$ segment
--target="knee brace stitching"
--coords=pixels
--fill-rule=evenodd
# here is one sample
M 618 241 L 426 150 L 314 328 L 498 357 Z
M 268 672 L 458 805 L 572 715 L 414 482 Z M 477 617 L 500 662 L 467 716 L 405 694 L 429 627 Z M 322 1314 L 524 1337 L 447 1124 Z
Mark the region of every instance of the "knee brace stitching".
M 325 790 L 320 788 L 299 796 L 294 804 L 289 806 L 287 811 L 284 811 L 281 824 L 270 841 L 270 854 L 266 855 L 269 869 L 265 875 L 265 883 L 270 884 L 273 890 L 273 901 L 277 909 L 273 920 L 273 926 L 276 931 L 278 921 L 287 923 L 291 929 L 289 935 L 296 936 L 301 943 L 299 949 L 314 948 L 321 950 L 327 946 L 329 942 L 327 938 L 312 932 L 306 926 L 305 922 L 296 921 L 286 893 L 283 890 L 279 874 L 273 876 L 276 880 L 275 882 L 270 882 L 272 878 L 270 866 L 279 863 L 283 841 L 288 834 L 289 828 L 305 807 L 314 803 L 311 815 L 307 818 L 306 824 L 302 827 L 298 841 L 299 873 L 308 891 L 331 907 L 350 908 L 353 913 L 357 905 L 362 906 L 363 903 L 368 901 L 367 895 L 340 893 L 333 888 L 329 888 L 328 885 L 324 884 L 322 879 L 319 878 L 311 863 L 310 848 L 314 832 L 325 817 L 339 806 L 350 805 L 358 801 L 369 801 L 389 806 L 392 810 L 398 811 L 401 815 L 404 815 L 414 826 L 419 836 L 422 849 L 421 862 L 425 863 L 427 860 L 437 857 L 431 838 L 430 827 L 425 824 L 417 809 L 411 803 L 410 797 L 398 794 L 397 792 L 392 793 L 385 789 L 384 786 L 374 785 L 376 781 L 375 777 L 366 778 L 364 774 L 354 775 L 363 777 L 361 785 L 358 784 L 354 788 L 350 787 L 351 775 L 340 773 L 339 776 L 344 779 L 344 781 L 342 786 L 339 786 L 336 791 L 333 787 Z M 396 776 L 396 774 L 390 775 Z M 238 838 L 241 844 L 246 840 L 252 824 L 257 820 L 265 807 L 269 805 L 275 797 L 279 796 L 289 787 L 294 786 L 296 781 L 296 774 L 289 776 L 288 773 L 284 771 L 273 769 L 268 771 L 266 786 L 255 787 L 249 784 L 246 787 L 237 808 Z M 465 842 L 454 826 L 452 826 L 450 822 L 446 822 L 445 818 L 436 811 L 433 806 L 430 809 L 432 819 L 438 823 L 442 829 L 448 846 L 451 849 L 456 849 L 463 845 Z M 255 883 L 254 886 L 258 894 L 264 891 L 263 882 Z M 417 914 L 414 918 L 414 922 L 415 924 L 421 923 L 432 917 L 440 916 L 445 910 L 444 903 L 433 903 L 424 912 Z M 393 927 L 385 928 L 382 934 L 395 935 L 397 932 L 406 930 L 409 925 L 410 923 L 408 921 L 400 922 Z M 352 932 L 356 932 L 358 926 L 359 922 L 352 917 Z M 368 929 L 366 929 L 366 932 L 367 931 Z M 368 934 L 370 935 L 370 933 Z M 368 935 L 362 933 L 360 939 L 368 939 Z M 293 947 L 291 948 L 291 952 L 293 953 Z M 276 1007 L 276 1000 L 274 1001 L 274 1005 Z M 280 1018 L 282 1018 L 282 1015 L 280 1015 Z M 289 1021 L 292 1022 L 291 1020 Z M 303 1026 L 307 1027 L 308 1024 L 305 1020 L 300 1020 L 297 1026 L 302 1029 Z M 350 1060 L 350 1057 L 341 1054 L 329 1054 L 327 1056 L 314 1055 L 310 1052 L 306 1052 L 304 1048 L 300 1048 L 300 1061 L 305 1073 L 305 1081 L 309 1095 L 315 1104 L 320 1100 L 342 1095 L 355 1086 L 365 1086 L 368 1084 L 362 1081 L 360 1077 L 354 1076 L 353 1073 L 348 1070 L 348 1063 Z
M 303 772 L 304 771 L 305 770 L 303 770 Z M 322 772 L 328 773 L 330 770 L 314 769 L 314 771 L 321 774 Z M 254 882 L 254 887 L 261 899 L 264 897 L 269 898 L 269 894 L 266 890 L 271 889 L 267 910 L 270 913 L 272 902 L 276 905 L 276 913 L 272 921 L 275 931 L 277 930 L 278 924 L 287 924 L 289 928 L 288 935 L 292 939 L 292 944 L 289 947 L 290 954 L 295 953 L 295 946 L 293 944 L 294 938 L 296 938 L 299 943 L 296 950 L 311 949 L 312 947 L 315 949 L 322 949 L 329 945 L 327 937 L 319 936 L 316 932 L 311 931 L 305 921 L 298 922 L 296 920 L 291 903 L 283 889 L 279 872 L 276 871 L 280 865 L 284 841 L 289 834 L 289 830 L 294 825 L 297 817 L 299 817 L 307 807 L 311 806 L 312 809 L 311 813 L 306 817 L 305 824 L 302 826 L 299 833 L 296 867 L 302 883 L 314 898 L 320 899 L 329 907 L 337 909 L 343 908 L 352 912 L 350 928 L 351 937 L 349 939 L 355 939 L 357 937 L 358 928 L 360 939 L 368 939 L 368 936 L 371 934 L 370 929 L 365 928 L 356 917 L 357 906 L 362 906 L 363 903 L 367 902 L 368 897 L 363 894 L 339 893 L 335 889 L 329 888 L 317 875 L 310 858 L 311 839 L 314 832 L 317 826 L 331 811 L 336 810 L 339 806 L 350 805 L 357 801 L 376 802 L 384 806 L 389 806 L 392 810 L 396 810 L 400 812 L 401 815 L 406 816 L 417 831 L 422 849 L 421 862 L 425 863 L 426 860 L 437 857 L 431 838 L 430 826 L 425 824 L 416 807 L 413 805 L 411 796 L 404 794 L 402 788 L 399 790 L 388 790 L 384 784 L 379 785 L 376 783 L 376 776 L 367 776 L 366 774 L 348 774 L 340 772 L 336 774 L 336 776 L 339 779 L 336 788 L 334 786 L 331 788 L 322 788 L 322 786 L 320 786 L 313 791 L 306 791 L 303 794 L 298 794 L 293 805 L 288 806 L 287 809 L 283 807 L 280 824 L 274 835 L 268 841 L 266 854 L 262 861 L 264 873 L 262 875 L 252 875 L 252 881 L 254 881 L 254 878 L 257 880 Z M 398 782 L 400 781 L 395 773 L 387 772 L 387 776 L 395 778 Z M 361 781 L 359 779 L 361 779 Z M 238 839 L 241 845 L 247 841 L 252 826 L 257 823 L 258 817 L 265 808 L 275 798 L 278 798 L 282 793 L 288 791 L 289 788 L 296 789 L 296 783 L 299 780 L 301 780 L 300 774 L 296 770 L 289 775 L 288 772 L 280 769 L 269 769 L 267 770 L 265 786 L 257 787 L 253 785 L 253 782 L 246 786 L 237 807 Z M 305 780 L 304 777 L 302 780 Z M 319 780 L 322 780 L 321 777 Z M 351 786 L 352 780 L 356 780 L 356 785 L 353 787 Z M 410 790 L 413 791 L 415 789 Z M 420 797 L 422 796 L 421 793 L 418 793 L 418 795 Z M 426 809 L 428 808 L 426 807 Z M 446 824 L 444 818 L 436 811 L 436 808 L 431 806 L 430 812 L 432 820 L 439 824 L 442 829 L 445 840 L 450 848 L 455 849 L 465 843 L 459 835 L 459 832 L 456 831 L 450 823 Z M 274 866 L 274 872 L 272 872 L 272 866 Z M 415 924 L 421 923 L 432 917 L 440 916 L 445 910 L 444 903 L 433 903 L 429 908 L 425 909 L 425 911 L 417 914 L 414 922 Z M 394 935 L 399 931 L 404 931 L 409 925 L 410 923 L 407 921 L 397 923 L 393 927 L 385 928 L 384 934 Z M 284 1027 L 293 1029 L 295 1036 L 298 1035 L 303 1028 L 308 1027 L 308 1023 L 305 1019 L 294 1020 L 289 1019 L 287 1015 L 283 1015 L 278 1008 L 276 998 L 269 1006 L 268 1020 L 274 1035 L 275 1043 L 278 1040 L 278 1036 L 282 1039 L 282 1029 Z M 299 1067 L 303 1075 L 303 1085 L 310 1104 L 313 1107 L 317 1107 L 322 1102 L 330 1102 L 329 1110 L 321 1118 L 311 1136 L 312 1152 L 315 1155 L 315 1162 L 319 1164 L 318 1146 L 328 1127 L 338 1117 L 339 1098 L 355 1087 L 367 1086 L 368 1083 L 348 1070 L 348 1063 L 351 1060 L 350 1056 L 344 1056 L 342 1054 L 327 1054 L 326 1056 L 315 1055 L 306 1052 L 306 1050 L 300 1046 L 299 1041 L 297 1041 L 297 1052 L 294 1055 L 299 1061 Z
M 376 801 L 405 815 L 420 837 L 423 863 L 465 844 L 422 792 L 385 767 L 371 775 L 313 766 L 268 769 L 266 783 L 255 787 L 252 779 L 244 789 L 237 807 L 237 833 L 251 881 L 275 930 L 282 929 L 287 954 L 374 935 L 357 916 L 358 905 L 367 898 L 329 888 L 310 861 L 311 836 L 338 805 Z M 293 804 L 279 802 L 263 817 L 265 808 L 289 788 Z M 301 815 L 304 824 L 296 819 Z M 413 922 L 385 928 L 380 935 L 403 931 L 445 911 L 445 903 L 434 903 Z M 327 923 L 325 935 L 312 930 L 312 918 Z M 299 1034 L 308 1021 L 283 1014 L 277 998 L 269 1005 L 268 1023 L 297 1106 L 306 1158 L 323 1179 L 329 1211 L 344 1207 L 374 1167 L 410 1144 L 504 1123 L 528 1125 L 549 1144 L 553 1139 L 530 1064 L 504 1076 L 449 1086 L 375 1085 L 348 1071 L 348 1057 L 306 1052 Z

◆ **Work request**
Look at the records above. Copy every line where the string "knee" occurs.

◆ **Solution for this problem**
--target="knee brace stitching"
Mark the region of every instance of the "knee brace stitching".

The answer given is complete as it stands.